Stored entries:

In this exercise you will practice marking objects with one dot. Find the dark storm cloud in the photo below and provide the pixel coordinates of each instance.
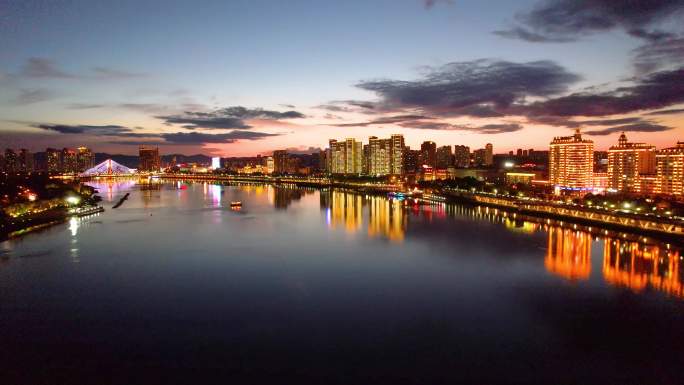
(198, 138)
(107, 130)
(110, 73)
(495, 128)
(349, 106)
(84, 106)
(227, 118)
(36, 67)
(484, 129)
(122, 132)
(673, 111)
(258, 113)
(466, 84)
(650, 57)
(532, 37)
(567, 20)
(431, 3)
(567, 122)
(386, 120)
(34, 95)
(656, 90)
(638, 127)
(303, 151)
(194, 120)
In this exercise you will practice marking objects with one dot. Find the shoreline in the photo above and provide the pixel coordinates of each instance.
(671, 231)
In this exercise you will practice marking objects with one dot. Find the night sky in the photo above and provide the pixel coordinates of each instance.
(238, 78)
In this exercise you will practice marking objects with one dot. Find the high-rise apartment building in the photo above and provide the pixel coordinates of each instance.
(11, 161)
(411, 160)
(461, 156)
(489, 155)
(69, 161)
(428, 153)
(84, 159)
(345, 157)
(354, 156)
(397, 155)
(670, 170)
(627, 162)
(571, 162)
(379, 156)
(443, 157)
(25, 160)
(53, 160)
(280, 164)
(479, 157)
(270, 165)
(149, 159)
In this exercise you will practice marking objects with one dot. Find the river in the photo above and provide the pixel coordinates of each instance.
(333, 287)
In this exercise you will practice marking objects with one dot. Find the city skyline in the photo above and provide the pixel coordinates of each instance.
(457, 73)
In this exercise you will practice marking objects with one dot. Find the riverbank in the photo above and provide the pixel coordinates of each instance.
(16, 227)
(667, 229)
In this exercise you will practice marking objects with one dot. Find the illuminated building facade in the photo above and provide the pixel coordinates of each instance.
(670, 170)
(489, 154)
(345, 157)
(270, 165)
(69, 161)
(627, 162)
(11, 161)
(461, 156)
(84, 158)
(54, 160)
(479, 157)
(571, 162)
(280, 161)
(149, 159)
(379, 156)
(444, 157)
(428, 153)
(411, 160)
(215, 163)
(397, 155)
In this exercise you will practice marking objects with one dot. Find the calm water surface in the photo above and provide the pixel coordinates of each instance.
(330, 287)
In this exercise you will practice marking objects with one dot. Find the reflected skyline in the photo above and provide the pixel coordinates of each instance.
(339, 269)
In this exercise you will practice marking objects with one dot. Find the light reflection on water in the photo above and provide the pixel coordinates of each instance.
(335, 269)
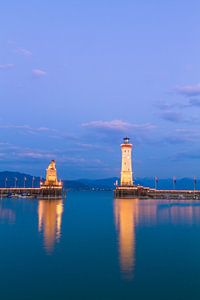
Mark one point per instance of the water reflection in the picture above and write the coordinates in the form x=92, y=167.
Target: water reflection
x=49, y=221
x=130, y=213
x=126, y=215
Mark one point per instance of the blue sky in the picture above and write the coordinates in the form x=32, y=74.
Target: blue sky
x=77, y=76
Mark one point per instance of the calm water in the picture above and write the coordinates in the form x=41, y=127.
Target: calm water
x=90, y=246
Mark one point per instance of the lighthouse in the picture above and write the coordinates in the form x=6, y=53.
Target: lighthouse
x=126, y=167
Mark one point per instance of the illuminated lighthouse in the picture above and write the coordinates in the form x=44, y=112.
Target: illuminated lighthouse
x=126, y=168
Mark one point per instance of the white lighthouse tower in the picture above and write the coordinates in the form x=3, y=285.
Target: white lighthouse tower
x=126, y=168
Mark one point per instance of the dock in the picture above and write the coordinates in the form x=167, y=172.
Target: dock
x=149, y=193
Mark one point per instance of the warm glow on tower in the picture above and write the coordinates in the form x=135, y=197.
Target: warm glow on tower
x=51, y=176
x=126, y=168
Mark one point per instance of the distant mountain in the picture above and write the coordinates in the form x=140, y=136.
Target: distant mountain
x=8, y=179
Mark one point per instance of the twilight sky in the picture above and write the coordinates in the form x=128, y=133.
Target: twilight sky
x=77, y=76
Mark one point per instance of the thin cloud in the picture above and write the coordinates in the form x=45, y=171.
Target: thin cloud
x=6, y=66
x=117, y=125
x=37, y=73
x=194, y=102
x=172, y=116
x=24, y=52
x=188, y=90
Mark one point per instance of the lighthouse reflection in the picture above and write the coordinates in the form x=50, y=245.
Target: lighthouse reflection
x=126, y=216
x=49, y=221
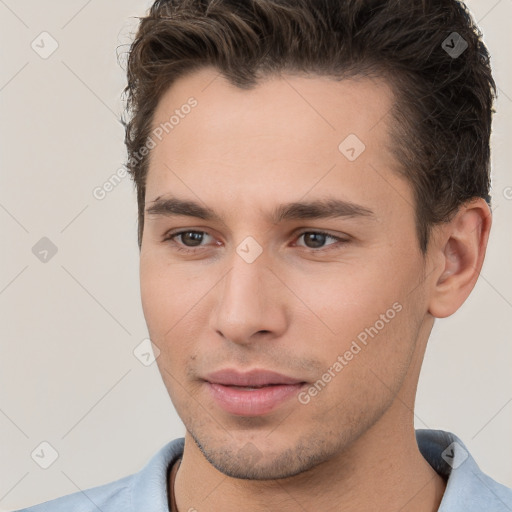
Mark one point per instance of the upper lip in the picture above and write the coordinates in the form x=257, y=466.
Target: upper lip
x=257, y=377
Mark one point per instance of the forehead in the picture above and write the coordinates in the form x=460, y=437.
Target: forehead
x=284, y=137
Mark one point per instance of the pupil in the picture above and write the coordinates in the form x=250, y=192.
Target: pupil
x=195, y=236
x=322, y=238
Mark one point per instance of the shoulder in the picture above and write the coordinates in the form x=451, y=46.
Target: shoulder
x=468, y=489
x=130, y=493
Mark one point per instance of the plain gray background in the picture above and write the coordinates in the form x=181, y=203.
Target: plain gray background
x=68, y=374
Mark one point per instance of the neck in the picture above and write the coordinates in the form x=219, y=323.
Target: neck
x=382, y=470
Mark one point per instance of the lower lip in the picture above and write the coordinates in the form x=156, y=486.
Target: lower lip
x=246, y=402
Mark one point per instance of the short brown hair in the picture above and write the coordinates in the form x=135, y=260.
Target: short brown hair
x=430, y=52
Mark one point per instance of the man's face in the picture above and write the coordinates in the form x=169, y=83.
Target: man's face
x=305, y=302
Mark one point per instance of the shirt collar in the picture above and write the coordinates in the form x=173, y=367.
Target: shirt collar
x=467, y=488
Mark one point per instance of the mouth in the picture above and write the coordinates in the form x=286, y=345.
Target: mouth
x=253, y=393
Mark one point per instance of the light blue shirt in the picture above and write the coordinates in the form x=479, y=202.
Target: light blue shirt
x=467, y=489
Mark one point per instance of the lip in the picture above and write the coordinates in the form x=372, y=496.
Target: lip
x=274, y=390
x=256, y=377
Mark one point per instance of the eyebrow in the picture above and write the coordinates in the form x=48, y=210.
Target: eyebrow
x=318, y=209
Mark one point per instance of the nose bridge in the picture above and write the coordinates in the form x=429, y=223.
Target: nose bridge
x=245, y=297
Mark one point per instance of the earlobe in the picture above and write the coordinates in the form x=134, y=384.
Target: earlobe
x=461, y=251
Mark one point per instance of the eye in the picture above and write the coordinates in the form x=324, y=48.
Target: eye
x=195, y=240
x=317, y=240
x=191, y=240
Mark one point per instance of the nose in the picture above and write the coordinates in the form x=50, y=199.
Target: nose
x=249, y=303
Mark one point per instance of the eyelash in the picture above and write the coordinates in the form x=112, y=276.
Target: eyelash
x=180, y=248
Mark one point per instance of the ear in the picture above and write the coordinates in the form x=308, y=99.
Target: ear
x=459, y=251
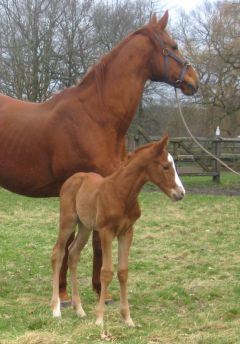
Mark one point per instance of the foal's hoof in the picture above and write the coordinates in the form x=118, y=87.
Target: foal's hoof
x=108, y=302
x=66, y=303
x=129, y=322
x=108, y=298
x=65, y=299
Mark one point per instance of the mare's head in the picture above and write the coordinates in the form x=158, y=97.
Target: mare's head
x=162, y=172
x=167, y=63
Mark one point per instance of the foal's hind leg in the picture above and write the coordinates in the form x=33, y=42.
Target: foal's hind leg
x=67, y=227
x=74, y=255
x=124, y=243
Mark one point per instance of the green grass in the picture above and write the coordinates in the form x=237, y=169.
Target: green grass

# Task brief:
Look through the entries above and report the number of lines that contain "grass". Write only the number.

# Reply to the task:
2